**Passage to read**
╔══

Author: Elvis Wang (ElvisWang123)

Changes

This patch optimizes scatters that have a uniform (single-scalar) address by replacing them with "extract-last-element + scalar store" when the scatter is unmasked, or masked by the header mask.

In all of these cases (unmask and mask by header mask), at least one lane is guaranteed to execute in each vector iteration, so storing the last active element is sufficient.

Implementation:

Add optimizeScatterWithUniformAddr(), and invoke it from optimize().
Check if the store is unmasked or masked by header mask.
Replace the scatter with VPInstruction::ExtractLastElement of the stored value and a VPReplicate (scalar) store.

Notes:

The legacy cost model can scalarize a store if both the address and the value are uniform. In VPlan we can materialize the stored value via ExtractLastElement, so only the address must be uniform.
Some of the loops won't be vectorized after this patch since no vector instructions will be generated.

Patch is 37.64 KiB, truncated to 20.00 KiB below, full version: https://github.com/llvm/llvm-project/pull/166114.diff

9 Files Affected:

(modified) llvm/lib/Transforms/Vectorize/VPlanTransforms.cpp (+45)
(modified) llvm/test/Transforms/LoopVectorize/RISCV/gather-scatter-cost.ll (+15-12)
(modified) llvm/test/Transforms/LoopVectorize/RISCV/induction-costs.ll (+5-3)
(modified) llvm/test/Transforms/LoopVectorize/RISCV/pr154103.ll (+37-20)
(modified) llvm/test/Transforms/LoopVectorize/RISCV/pr88802.ll (+25-23)
(modified) llvm/test/Transforms/LoopVectorize/RISCV/truncate-to-minimal-bitwidth-evl-crash.ll (+17-18)

╚══

(Location identification items)
╔══

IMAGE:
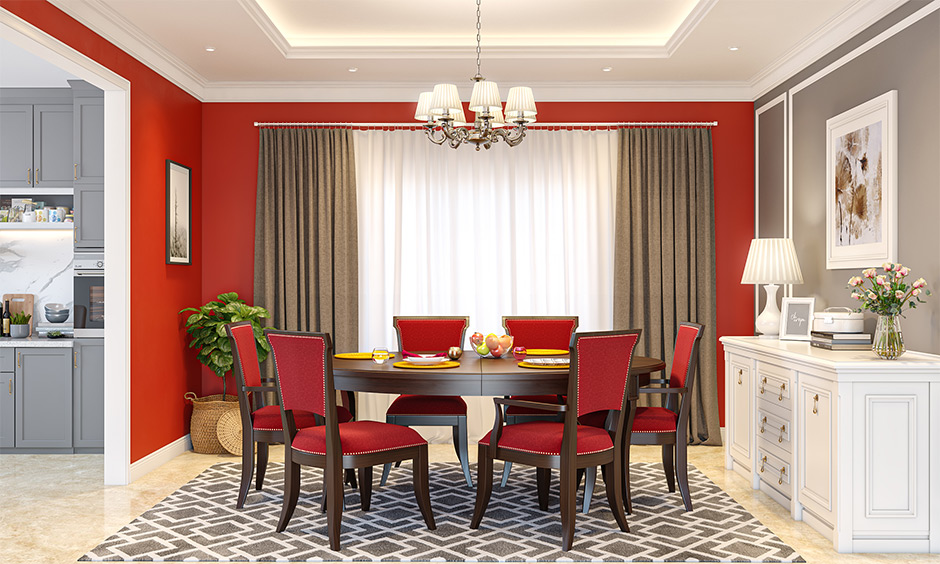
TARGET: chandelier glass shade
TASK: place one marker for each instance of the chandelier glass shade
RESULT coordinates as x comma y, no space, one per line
444,120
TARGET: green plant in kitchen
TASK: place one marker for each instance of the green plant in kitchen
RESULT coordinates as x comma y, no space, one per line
20,318
207,327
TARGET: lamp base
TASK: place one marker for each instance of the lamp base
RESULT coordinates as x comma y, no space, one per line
768,322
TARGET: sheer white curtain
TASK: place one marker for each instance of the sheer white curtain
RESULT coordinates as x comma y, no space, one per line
524,230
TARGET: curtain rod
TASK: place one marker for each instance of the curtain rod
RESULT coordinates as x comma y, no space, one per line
421,125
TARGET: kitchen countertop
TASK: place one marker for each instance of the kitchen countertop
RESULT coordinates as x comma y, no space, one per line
34,341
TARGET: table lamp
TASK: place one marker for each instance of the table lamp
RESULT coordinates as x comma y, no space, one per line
771,262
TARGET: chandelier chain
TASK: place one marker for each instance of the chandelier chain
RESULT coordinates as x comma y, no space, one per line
478,38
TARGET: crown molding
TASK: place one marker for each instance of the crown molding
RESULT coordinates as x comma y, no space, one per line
107,23
854,19
408,92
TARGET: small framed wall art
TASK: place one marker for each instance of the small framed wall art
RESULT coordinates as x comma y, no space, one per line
179,217
796,319
861,185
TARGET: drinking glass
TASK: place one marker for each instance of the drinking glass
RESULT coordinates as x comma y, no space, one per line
379,356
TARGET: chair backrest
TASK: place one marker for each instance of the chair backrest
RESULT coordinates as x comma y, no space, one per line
540,332
430,333
685,356
600,366
304,371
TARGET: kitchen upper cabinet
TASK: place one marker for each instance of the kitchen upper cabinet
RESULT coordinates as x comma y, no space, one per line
88,145
43,398
36,146
88,397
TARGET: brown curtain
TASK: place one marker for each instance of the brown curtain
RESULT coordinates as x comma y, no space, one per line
664,249
306,233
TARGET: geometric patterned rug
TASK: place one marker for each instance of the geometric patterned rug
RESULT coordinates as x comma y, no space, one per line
199,522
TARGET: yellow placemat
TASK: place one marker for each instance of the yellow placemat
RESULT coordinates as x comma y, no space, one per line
358,356
447,364
545,352
525,364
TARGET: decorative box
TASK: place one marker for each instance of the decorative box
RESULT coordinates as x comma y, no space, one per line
838,320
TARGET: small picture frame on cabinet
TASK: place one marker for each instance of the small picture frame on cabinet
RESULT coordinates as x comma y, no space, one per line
796,319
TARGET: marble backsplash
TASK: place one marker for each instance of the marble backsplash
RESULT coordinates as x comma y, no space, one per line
38,263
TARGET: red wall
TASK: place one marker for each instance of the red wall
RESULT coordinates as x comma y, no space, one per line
230,161
166,123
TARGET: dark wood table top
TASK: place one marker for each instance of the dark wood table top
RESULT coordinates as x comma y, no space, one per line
474,377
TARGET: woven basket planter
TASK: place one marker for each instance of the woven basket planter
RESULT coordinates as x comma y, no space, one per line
203,425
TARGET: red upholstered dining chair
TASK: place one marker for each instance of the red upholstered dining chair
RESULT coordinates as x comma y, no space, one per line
261,423
536,332
303,365
599,380
431,334
669,425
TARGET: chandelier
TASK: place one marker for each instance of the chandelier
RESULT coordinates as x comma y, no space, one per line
442,112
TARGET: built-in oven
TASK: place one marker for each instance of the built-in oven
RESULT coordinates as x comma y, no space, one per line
88,314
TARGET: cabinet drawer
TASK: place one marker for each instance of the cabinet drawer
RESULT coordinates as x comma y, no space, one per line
773,385
774,429
773,471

╚══

**Given task 1**
According to the patch description, which function does the patch add, and from where is it invoked?
**Given task 2**
Reproduce only the part of the records that runs from the line containing "TARGET: cabinet drawer" through the end of the records, substituting "kitchen drawer" for "cabinet drawer" and leaving everything else unchanged.

**Exercise response 1**
It adds optimizeScatterWithUniformAddr(), which is invoked from optimize().

**Exercise response 2**
TARGET: kitchen drawer
TASK: place one marker for each instance of the kitchen drawer
RESULT coordinates as x comma y, no space, one per line
773,385
774,429
773,471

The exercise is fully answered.